Render this sentence from the reflection on The Time Machine below in Spanish: "I know that I will die someday, and so will my progeny, and their progeny too."

— start EXTRACT —

Recently, I saw the movie adaptation on TV of H.G. Wells' seminal The Time Machine, and it brought up many cool ideas that still puzzle us in our time. The most unsettling one is the question of how the human race will evolve over the next thousands of years. Wells' story jumps forward to the year 80,000 or something, and the protagonist (I forget his name) discovers to his horror that the human race still does exist, but merely as mindless livestock for a barbaric race that is debatably more advanced than the humans. The sum of humankind's extant achievements is stored in their museums, but nobody tends to them. They have few books, but nobody can read them. This leaves the burning question for us of why we strive to create so much, so many things, when they are doomed to crumble into dust. Accelerate through time like Wells' protagonist does, and we see empires rise and fall, over and over in flashes, like alternating day and night.

One thing that nobody wants to think about is the inevitable decline of the human race. I don't want to think about that either, but the thought still intrigues me. I know that I will die someday, and so will my progeny, and their progeny too. Every civilization eventually dies out. It's just amazing to wonder what will happen in the future, when so much has already happened in the last five years, ten years, thirty years, fifty years, hundred years, thousand years! Anyway, one thing that I found interesting in the movie was how attached the protagonist was to his love interest, and to the plight of the humans in the future. It dawned on me in the scene where he's leading the humans on their escape from the Morlocks' lair. He's assisting humans, trying to save them from death -- but these humans are in the future! The second he goes back in time, they (and all their problems with the Morlocks) will cease to exist. The protagonist will have undone all his struggling, because none of the humans' enslavement will have happened yet. So, he's fretting over nothing. This is all pretty funny in a paradoxical sort of way. The protagonist could have blown up the entire world in the future, for all it would be worth, because when he returns to his time (1900), none of that would have happened yet at all. Funny. :-)

Ahh again, more ruminations on the subject of time. I can remember so much from every point in my life, back to my early childhood. Some of it seems like an eternity, some of it like a blur. Some of it, strangely, seems like it has disappeared from my life, yet if I think about what actually happened during that time, it all returns accompanied by so much pain. It's a weird thing, that. I think that there's a difference between 'actual time' (ie, 2000 A.D.), and what I might call 'emotional time' (ie, how old you actually feel, or what year your mind is stuck in, or the emotions from which year you are still trying to process.) So, a new term for everybody to kick around.

— end EXTRACT —
— start EXTRACTED MATERIAL —

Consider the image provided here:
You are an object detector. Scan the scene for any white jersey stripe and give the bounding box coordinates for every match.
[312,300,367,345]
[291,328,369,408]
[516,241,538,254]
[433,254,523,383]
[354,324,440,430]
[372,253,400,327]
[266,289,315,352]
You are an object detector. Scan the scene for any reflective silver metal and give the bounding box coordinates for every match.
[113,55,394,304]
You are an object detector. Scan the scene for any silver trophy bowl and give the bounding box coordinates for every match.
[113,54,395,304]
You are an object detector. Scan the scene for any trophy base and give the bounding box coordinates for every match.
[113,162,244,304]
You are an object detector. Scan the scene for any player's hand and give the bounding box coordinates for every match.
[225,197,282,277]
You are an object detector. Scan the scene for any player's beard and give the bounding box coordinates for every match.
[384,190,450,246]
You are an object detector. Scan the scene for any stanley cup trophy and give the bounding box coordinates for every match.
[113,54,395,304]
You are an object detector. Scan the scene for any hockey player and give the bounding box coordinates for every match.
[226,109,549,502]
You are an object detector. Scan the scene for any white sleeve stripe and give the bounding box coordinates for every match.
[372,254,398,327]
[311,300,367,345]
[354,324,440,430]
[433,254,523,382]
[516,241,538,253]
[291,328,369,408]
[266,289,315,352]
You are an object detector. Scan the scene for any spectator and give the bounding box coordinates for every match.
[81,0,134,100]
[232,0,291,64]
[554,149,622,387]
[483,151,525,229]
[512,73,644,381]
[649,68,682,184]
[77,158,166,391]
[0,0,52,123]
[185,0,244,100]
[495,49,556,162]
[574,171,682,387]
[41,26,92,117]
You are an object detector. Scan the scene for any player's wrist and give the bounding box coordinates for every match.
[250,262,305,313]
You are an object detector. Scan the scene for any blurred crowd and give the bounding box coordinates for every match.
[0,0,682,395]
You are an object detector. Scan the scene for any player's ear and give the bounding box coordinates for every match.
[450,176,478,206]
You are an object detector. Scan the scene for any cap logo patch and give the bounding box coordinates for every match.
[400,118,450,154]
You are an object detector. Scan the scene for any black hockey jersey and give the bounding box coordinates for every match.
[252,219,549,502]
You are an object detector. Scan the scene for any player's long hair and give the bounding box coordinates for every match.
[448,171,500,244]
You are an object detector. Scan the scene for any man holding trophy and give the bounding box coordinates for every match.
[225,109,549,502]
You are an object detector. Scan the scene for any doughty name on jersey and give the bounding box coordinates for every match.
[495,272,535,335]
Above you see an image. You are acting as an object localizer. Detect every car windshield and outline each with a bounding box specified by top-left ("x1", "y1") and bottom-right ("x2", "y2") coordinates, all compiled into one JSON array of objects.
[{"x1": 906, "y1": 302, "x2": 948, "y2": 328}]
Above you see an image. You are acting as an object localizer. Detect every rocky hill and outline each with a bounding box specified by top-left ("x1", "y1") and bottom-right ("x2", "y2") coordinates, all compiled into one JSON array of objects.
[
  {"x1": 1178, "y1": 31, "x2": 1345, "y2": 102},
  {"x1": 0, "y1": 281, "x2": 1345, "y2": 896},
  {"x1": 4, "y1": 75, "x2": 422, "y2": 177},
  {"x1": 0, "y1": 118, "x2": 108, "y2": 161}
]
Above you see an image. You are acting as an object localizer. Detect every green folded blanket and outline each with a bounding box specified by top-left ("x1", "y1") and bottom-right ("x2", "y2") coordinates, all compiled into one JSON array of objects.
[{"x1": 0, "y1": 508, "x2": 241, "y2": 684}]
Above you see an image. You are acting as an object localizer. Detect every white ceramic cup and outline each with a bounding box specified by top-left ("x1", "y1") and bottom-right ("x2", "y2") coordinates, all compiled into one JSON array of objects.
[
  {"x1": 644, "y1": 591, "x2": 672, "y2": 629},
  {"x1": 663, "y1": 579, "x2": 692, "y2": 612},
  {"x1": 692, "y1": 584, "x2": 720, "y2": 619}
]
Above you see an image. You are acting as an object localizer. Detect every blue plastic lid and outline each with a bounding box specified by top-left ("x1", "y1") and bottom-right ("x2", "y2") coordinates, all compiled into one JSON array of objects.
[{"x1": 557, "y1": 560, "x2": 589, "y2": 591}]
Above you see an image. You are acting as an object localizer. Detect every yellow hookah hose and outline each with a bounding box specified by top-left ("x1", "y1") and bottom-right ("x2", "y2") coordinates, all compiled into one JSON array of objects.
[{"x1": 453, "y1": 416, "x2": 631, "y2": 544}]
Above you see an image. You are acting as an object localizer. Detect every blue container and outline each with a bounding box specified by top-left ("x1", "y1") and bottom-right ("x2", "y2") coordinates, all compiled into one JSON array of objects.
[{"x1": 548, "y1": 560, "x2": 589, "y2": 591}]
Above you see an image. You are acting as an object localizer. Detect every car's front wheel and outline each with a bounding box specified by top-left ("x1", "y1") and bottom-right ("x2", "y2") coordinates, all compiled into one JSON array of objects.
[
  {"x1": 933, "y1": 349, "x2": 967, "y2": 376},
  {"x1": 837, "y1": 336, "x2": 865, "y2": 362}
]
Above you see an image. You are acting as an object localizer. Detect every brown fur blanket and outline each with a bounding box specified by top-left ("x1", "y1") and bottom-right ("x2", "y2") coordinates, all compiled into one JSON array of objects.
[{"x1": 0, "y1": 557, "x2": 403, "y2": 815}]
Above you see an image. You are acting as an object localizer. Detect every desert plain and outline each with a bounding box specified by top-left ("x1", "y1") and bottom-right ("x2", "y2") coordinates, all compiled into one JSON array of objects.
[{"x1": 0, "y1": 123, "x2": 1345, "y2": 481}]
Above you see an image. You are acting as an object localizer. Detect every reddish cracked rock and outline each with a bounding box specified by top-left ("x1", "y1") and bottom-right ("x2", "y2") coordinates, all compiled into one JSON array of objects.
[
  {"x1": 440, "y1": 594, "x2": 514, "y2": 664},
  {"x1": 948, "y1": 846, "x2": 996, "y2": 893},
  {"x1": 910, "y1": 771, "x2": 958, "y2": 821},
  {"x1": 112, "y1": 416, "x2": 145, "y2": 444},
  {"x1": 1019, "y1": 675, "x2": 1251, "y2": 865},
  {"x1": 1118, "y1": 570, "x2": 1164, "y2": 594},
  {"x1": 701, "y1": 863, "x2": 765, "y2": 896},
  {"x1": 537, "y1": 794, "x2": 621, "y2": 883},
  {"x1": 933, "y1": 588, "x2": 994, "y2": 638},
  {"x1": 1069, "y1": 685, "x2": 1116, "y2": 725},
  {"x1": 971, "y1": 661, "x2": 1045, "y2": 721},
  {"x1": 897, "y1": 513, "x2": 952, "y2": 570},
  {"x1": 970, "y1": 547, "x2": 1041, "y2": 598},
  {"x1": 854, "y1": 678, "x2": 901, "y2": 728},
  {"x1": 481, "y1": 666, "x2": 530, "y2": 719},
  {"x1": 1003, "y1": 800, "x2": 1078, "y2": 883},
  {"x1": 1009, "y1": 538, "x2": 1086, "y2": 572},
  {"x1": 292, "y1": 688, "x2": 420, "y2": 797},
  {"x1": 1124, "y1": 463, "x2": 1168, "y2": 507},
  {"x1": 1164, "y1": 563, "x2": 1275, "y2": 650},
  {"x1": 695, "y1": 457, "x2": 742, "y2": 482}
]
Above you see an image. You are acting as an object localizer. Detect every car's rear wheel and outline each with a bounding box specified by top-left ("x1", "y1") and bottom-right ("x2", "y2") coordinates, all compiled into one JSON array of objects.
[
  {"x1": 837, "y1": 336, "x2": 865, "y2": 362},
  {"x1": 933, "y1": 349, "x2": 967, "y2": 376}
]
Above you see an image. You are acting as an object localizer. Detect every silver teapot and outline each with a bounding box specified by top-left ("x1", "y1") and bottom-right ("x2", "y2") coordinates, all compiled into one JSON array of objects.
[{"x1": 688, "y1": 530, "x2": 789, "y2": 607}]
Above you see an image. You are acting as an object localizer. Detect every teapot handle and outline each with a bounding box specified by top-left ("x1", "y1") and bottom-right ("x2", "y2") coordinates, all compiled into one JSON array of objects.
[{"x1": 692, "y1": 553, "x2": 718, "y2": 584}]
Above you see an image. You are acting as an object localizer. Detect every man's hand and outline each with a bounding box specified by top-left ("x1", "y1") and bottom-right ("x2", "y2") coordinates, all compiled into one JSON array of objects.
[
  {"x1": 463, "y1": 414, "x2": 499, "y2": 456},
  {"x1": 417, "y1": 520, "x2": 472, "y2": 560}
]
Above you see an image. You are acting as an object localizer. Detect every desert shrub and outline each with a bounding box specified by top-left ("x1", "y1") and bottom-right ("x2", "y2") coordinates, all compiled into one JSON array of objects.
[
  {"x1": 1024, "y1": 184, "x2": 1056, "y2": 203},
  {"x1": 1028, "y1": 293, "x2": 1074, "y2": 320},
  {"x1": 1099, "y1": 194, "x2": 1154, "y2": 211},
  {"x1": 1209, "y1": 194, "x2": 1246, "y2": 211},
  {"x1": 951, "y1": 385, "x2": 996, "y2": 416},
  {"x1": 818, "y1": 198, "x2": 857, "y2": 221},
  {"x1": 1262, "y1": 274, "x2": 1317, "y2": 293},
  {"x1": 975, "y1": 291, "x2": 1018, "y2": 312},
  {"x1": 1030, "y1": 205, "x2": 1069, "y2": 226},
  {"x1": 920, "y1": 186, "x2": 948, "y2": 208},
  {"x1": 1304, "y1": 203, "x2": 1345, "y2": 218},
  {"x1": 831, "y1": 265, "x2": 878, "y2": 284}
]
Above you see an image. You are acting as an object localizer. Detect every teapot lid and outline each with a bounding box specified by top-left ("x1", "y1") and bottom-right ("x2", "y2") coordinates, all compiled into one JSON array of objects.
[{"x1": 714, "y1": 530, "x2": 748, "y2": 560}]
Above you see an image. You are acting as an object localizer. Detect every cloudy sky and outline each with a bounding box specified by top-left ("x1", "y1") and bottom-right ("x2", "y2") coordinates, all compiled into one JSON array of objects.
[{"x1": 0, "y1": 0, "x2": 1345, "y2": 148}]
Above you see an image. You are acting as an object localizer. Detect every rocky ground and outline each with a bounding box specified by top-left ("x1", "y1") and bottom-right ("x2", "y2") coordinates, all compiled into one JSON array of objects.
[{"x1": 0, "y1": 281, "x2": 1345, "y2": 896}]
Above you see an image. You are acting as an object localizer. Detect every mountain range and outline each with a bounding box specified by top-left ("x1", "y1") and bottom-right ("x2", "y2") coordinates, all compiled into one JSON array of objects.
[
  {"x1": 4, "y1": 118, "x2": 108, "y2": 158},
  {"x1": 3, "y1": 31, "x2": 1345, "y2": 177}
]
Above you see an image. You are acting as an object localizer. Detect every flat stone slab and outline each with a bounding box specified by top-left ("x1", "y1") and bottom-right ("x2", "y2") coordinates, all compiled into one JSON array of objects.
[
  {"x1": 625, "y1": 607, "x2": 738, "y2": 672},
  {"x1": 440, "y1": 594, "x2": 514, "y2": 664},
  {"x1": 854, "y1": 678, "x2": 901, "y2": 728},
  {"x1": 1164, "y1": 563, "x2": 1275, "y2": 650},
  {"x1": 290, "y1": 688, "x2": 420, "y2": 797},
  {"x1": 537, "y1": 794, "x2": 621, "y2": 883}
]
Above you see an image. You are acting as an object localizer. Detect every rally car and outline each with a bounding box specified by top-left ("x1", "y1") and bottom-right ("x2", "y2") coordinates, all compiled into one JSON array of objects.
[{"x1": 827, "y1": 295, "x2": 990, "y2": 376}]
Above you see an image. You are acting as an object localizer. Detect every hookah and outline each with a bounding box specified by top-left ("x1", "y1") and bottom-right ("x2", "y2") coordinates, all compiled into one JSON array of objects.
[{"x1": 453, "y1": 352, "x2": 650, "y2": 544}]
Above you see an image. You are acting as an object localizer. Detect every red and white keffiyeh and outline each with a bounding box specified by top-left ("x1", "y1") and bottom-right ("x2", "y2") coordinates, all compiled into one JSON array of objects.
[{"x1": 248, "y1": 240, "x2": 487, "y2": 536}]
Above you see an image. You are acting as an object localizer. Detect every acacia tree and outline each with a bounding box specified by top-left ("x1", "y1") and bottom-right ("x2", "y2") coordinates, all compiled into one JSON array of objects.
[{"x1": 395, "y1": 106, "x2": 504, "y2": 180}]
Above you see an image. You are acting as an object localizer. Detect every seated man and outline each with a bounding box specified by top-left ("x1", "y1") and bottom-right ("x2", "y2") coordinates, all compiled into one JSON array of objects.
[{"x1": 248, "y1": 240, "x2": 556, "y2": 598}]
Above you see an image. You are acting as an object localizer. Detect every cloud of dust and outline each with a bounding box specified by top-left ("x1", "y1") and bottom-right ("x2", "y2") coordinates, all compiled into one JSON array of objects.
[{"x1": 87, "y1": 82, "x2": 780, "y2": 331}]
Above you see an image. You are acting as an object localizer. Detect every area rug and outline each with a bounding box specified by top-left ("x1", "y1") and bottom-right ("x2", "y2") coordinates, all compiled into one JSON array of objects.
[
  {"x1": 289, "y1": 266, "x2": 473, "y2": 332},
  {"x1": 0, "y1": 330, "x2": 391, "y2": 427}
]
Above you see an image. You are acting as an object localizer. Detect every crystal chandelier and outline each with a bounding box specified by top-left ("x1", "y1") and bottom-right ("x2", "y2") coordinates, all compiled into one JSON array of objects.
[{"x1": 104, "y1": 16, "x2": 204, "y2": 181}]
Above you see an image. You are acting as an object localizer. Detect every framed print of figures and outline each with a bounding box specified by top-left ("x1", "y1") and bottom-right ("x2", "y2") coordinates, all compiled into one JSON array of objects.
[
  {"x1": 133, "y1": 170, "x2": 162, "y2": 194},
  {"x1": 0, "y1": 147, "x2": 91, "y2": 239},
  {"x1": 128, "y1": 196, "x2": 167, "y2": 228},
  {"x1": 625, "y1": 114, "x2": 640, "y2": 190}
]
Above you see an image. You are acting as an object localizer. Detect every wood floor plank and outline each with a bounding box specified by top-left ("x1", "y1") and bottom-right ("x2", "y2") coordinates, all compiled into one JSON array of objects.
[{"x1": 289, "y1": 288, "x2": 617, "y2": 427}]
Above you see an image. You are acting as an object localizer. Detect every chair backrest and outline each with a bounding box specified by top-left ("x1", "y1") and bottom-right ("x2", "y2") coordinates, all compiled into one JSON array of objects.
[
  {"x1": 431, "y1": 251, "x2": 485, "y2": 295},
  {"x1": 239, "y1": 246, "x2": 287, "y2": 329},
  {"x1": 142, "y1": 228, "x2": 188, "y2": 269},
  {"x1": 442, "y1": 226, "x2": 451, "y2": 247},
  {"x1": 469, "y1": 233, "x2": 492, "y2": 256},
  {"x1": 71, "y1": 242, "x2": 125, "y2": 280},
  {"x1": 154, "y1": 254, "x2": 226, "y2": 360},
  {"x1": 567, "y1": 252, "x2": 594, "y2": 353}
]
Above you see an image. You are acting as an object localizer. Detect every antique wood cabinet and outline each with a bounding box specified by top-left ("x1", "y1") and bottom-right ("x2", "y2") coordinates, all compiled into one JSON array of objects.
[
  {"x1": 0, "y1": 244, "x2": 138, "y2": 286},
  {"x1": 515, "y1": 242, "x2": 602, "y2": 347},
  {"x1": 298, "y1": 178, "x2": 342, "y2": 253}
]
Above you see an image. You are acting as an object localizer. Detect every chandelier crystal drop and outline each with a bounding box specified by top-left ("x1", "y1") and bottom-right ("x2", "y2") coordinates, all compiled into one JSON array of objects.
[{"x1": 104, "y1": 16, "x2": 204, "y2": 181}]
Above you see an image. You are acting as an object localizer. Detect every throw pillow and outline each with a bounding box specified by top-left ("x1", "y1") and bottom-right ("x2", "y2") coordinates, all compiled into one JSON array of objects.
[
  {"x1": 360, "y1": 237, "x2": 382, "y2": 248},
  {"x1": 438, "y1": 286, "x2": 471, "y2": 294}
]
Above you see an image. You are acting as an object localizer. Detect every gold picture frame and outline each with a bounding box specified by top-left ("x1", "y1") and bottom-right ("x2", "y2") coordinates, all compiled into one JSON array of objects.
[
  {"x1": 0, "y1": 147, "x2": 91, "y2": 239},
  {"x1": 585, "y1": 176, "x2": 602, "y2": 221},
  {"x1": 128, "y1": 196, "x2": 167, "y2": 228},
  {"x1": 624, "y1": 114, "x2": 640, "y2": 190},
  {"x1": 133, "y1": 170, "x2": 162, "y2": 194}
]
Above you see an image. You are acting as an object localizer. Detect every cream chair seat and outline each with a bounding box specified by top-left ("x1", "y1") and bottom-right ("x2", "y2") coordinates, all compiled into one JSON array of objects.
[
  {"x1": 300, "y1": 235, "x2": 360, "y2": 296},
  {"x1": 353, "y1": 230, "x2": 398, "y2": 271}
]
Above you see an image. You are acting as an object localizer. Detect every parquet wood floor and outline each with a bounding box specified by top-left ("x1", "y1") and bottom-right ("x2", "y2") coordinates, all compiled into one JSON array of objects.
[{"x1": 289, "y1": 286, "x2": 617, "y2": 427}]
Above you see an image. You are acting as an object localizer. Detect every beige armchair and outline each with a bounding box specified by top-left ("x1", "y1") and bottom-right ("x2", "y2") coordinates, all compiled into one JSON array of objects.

— end EXTRACTED MATERIAL —

*COMPLETED TASK:* Sé que algún día moriré, y también morirá mi progenie, y la progenie de ella también.